[Referring expression pointing data]
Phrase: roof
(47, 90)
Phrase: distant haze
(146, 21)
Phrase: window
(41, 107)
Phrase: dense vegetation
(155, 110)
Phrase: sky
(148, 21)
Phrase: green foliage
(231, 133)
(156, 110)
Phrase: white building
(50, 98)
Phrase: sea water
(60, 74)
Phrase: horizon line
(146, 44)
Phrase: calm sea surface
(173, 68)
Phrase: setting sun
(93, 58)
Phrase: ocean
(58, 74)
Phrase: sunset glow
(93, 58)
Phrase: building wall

● EXERCISE OBJECTIVE
Emit only the final stretch of the records: the line containing "Phrase: calm sea surface" through the end, each line exactly as it stands.

● TASK OUTPUT
Phrase: calm sea surface
(173, 68)
Phrase: setting sun
(93, 58)
Phrase: ocean
(58, 74)
Phrase: sunset glow
(93, 58)
Phrase: building wall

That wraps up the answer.